Could you give the records below again exactly as they stand?

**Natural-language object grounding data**
--------------------------------------------------
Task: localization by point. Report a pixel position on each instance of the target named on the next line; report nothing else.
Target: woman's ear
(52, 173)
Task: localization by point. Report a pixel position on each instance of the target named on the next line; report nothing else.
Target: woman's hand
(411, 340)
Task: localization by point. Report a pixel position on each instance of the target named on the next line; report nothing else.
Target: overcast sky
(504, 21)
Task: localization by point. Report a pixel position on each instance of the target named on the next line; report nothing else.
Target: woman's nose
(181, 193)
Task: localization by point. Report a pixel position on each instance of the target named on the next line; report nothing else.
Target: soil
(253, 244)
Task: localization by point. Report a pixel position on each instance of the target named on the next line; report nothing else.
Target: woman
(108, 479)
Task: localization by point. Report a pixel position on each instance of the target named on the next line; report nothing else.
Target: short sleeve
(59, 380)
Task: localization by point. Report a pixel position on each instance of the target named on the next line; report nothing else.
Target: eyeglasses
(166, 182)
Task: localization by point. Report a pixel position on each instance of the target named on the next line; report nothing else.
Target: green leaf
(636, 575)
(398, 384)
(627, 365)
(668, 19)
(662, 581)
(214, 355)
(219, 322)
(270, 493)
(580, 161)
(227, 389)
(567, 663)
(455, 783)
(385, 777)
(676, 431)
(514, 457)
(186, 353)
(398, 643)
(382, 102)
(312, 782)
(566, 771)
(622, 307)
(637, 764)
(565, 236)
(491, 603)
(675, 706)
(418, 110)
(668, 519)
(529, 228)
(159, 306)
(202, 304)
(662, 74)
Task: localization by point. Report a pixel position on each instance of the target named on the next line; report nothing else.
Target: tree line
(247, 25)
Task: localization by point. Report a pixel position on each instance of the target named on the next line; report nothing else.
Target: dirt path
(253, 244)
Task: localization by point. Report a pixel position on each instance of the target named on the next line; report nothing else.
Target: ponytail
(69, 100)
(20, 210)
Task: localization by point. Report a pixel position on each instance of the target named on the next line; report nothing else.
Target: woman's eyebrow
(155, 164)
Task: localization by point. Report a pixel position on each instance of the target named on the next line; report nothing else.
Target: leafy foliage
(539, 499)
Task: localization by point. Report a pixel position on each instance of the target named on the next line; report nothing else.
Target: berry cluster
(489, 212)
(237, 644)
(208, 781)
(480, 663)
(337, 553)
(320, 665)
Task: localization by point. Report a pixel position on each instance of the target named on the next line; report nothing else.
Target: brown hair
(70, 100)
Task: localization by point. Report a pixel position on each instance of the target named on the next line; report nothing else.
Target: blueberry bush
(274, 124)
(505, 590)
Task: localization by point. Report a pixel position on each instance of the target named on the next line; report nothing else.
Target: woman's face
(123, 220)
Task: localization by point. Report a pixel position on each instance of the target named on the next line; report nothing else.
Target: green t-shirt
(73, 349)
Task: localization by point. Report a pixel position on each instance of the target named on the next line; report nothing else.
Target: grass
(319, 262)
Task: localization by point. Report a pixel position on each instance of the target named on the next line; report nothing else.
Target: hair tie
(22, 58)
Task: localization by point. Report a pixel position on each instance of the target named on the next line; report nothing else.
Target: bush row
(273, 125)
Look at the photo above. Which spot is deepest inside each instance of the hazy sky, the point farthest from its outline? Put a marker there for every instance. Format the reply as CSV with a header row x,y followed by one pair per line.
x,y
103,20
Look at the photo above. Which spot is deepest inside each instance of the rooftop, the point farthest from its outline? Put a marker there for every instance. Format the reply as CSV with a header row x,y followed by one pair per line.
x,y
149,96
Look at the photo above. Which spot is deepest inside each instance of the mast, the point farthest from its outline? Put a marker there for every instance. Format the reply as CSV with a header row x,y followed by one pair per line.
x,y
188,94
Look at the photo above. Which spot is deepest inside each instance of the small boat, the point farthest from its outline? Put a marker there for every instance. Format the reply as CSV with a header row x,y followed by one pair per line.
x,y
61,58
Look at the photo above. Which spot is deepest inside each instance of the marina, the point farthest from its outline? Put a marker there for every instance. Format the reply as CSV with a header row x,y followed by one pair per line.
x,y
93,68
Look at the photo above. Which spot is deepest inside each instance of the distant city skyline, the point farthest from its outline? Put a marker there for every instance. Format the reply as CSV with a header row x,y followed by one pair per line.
--------------------------------------------------
**Completed task**
Task: localization by point. Report a pixel position on each instance of the target named on the next line; report nothing else.
Target: woman's ear
(52, 173)
Task: localization by point. Report a pixel position on each instance of the target named on the next line; report nothing else.
Target: woman's hand
(411, 340)
Task: localization by point. Report a pixel position on each instance of the target named on the next line; report nothing else.
Target: overcast sky
(504, 21)
Task: localization by point. Report a pixel position on each instance of the target named on the next line; report nothing else.
Target: woman's nose
(181, 193)
Task: localization by point. Report a pixel position on each instance of the target named on the next line; report nothing else.
Target: soil
(253, 244)
Task: localization by point. Report a pixel position on each instance of the target named on the next line; report nothing else.
Target: woman
(108, 479)
Task: localization by point. Report a pixel position on each instance of the target named on the next line; report nothing else.
Target: short sleeve
(59, 380)
Task: localization by point. Report a pixel position on each instance of the target named on the next line; report nothing else.
Target: eyeglasses
(166, 182)
Task: localization by point. Report a pixel position on each instance of the target named on the next line; report nothing else.
Target: green leaf
(636, 575)
(398, 384)
(627, 365)
(668, 19)
(662, 581)
(214, 355)
(219, 322)
(270, 493)
(580, 161)
(227, 389)
(567, 663)
(455, 783)
(385, 777)
(676, 431)
(514, 457)
(186, 353)
(398, 643)
(382, 102)
(312, 782)
(566, 771)
(622, 307)
(637, 764)
(565, 236)
(491, 603)
(675, 706)
(418, 110)
(668, 519)
(529, 228)
(159, 306)
(202, 304)
(662, 74)
Task: localization by point. Report a pixel position on each instance of the target named on the next line; report nothing else.
Target: tree line
(247, 25)
Task: localization by point. Report a pixel position on each instance of the target named on the next line; report nothing else.
Target: dirt path
(253, 244)
Task: localization by point. Report a pixel position on each instance of the target named on the next line; report nothing else.
Target: ponytail
(69, 100)
(20, 210)
Task: localization by point. Report a pixel position on each instance of the target named on the next line; report nothing else.
Target: woman's eyebrow
(155, 164)
Task: localization by point. Report a pixel position on each instance of the target named on the next line; report nothing else.
Target: leafy foliage
(539, 499)
Task: localization by point. Report a pixel position on each instance of the target named on the next line; report nothing else.
Target: berry cluster
(489, 212)
(237, 644)
(208, 781)
(480, 663)
(337, 553)
(320, 665)
Task: localization by point. Report a pixel position on each instance of the target named on the next line; report nothing else.
Target: brown hair
(70, 100)
Task: localization by point. Report a pixel position on each instance of the target named on the next line; report nothing else.
Target: blueberry bush
(274, 124)
(505, 590)
Task: localization by point. Report a pixel position on each instance of the target named on the next line; report nothing else.
Target: woman's face
(123, 220)
Task: localization by point. Report a pixel position on each instance of the target named on the next line; report nothing else.
Target: green t-shirt
(73, 349)
Task: localization by point. Report a pixel position on each instance of the target named on the next line; report nothing else.
Target: grass
(319, 262)
Task: localization by point. Report a pixel position on each instance of the target named on the next line; report nothing else.
Target: hair tie
(22, 58)
Task: localization by point. Report a pixel position on each instance of the target named on the next line; report nothing else.
Target: bush row
(273, 125)
Look at the photo above. Which spot is deepest inside each instance of the hazy sky, the point farthest from its outline? Put a marker there for every instance. Format the reply as CSV with a header row x,y followed by one pair per line.
x,y
103,20
Look at the photo above. Which spot is deepest inside each instance of the rooftop, the point farthest from its outline? Put a marker there for every instance. Format the reply as CSV with a header row x,y followed by one pair per line.
x,y
149,96
Look at the photo above. Which spot is deepest inside each instance of the mast, the point farthest from its outline? Put a marker there for every instance. Format the reply as CSV with a header row x,y followed by one pair per line.
x,y
188,94
Look at the photo above. Which spot is deepest inside each instance of the small boat, the point farthest from its outline? Put a marker there for every instance. Format the reply as CSV with a header row x,y followed by one pair per line.
x,y
61,58
Look at the photo above. Which spot is deepest inside each instance of the marina, the point farthest from its outline? Put a marker there for every instance. Format the reply as CSV with a header row x,y followed by one pair per line.
x,y
93,68
Look at the photo above. Which spot is deepest inside each instance of the distant city skyline, the point farthest from its outline? Put a marker there for every instance. Format the reply as CSV with a header row x,y followed by one pair per line.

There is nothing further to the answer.